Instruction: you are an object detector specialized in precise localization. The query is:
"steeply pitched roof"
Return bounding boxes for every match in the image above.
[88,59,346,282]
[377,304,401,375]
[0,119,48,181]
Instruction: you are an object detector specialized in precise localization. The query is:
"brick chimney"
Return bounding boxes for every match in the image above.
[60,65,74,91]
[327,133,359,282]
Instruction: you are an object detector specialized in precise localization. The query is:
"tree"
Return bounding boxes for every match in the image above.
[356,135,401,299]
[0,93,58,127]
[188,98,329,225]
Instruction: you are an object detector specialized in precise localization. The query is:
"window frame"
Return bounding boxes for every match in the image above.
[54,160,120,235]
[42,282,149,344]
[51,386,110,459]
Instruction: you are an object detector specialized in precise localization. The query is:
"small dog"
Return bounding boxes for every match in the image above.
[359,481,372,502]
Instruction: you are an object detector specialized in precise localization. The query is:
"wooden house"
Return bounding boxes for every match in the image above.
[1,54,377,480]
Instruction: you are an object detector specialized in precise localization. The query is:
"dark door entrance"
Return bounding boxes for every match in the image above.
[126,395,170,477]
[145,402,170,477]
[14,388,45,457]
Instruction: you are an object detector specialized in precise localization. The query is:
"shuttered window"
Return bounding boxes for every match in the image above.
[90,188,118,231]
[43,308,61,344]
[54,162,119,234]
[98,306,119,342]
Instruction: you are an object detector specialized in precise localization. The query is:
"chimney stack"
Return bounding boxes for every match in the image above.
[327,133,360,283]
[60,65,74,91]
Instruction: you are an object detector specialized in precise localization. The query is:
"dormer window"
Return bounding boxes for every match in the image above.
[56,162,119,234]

------------------------------------------------------------------------

» **INSTRUCTIES**: Wijzig de regels vanaf het begin van de lijst tot en met de regel met "[14,388,45,457]" door "brick chimney" te vervangen door "stone chimney" en laat al het overige ongewijzigd. Geef alleen die regels terug.

» **RESULTAAT**:
Instruction: you are an object detector specialized in precise localization. The query is:
"steeply pitched roof"
Return bounding boxes for every match in the image above.
[88,59,346,282]
[377,304,401,375]
[0,119,48,181]
Instruction: you are an object detector specialized in precise localization. The query is:
"stone chimney"
Return bounding boxes for every match in the image above.
[60,65,74,91]
[327,133,359,282]
Instruction: you are an object detector specialized in precise localization. The query is:
"tree"
Return bounding boxes for every match in the image above.
[356,135,401,299]
[0,93,58,127]
[188,98,329,225]
Instruction: you are an object detector specialized in precise localization. The query is:
"window frame"
Return bounding boxes for every match in the image above.
[54,160,120,235]
[42,282,149,344]
[51,386,110,459]
Instruction: you are an object detector specialized in precise localization. The query is:
"small dog"
Return bounding boxes for every match in the image above.
[359,481,372,502]
Instruction: you are an object detector specialized in precise localization. The query is:
"wooden house"
Return bounding boxes for every match in the image above.
[1,54,377,480]
Instruction: you are an object detector specialized in precise localization. The query is:
"dark door entrance"
Return bounding boxes for every match in the image above.
[126,395,170,477]
[145,402,170,477]
[14,388,45,457]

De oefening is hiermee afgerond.